The Cambridge Roundtable on Science, Art & Religion hosts an evening of dinner and discussion at the MIT Faculty Club, Monday April 29th, 6:00 PM, featuring Ian H. Hutchinson, MIT Professor of Nuclear Engineering and Edward J. Hall, Harvard University Professor of Philosophy presenting on the topic of Science and Scientism, part one. 

Professor Hutchinson is the author of Monopolizing Knowledge: a scientist refutes religion-denying, reason-destroying scientism (2011). Professor Hall is the author of The Philosophy of Science: Metaphysical and Epistemological Foundations (Publication Date: July 30, 2013).

In preparation for our evening’s discussion, please see our website (www.cambridgeroundtable.org) where we provide the first chapter of Professor Hutchinson’s Monopolizing Knowledge, and where we provide a link to a reading selected by Professor Hall: Thank Goodness! ~ by Daniel C. Dennett.

Ian Hutchinson: The error of scientism — the belief that science is all the real knowledge there is — is responsible for much of the modern suspicion of science, and it underlies the militant atheist arguments against religion.  Rejecting scientism enables a principled intellectual reconciliation of science with religious faith, and with the rest of knowledge.

Ned Hall: “Scientism” can also be used as a label for something that is not at all an error: the commitment to regulating one’s beliefs – about any topic, even the so-called “supernatural” – by certain standards of empirical assessment. These standards are certainly prominent within, but not at all confined to, the natural sciences. But reflection on natural science helps make clear what an honest commitment to these standards entails. And one thing it entails, arguably, is a rather severe skepticism about most of the central claims of the dominant religious dogmas.

Aim A:
Answer these questions from the event announcement:
(i) At what venue is the evening held?
(ii) In what year was Monopolizing Knowledge published?
(iii) Who wrote the reading Professor Hall selected?
Aim B:
Please copy the stretch of the event announcement from "In preparation for" through "Daniel C. Dennett.".
The rows below come from a different source than the event announcement.

Dataset records:

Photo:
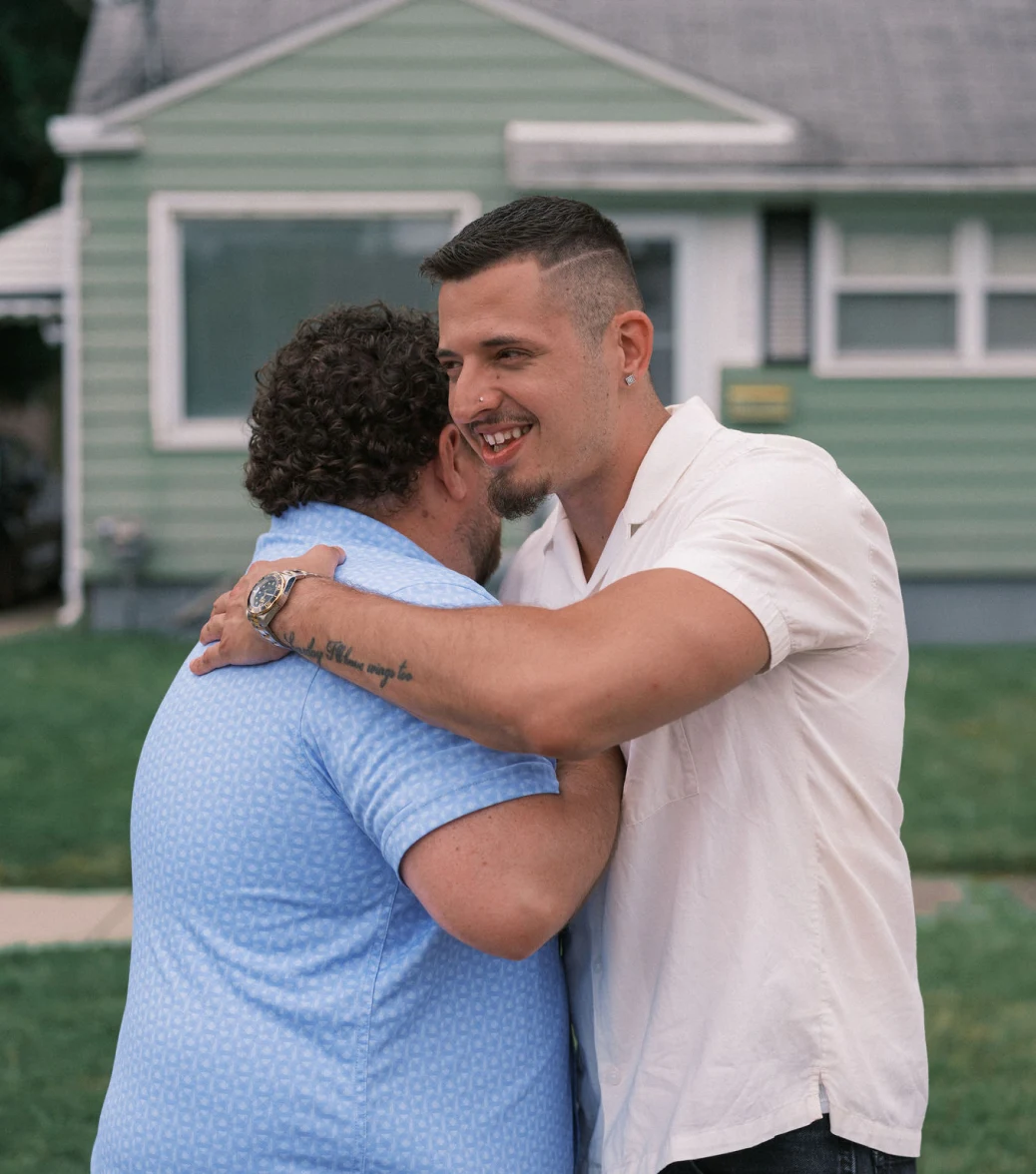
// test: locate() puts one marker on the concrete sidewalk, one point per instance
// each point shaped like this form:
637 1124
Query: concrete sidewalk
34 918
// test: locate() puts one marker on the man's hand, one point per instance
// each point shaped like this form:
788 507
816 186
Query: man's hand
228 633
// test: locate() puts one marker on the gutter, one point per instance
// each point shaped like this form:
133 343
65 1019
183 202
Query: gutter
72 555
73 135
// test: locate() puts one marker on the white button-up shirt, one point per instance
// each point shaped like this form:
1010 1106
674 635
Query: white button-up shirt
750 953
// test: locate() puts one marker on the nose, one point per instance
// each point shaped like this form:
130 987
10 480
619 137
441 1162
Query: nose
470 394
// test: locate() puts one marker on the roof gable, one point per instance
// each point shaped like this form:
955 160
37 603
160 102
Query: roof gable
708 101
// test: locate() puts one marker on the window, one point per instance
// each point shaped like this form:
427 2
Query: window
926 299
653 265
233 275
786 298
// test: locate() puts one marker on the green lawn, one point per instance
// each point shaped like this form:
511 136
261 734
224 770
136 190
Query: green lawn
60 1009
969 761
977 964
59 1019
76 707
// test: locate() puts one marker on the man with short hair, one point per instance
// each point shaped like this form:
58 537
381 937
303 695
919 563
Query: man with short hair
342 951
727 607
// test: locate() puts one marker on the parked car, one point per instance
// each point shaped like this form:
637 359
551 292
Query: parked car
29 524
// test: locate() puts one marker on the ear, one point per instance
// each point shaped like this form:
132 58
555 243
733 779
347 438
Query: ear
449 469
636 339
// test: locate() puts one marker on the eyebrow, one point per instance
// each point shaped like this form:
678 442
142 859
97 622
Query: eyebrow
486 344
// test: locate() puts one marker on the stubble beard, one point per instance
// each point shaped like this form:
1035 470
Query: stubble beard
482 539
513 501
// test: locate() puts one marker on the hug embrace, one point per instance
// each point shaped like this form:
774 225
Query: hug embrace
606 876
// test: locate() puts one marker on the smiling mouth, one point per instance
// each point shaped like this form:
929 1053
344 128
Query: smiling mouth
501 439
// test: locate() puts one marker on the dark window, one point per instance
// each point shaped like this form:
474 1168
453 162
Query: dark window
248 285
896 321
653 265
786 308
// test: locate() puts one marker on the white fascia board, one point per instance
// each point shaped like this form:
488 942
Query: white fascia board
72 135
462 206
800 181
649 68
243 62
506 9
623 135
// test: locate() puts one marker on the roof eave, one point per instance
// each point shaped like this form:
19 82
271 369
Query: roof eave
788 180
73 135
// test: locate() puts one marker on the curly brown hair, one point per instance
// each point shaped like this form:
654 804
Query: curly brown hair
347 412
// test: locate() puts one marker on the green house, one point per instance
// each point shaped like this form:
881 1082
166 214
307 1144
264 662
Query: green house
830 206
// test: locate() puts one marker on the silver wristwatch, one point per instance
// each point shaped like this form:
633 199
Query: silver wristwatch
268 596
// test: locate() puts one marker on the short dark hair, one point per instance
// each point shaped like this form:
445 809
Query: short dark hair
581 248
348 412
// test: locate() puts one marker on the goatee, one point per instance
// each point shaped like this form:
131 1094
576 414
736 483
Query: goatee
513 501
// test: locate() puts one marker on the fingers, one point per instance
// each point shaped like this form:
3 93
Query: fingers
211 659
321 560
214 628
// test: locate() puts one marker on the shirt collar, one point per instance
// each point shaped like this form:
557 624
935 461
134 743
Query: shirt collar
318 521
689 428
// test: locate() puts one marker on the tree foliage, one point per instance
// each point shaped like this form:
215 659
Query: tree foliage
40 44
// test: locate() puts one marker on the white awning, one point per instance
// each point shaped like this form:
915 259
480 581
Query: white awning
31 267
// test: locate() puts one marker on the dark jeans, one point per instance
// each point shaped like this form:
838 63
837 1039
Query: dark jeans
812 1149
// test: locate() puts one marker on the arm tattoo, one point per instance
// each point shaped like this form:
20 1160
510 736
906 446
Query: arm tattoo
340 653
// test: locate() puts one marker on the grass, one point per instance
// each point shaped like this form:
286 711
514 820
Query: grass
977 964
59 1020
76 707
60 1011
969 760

Task response A:
(i) The MIT Faculty Club
(ii) 2011
(iii) Daniel C. Dennett

Task response B:
In preparation for our evening’s discussion, please see our website (www.cambridgeroundtable.org) where we provide the first chapter of Professor Hutchinson’s Monopolizing Knowledge, and where we provide a link to a reading selected by Professor Hall: Thank Goodness! ~ by Daniel C. Dennett.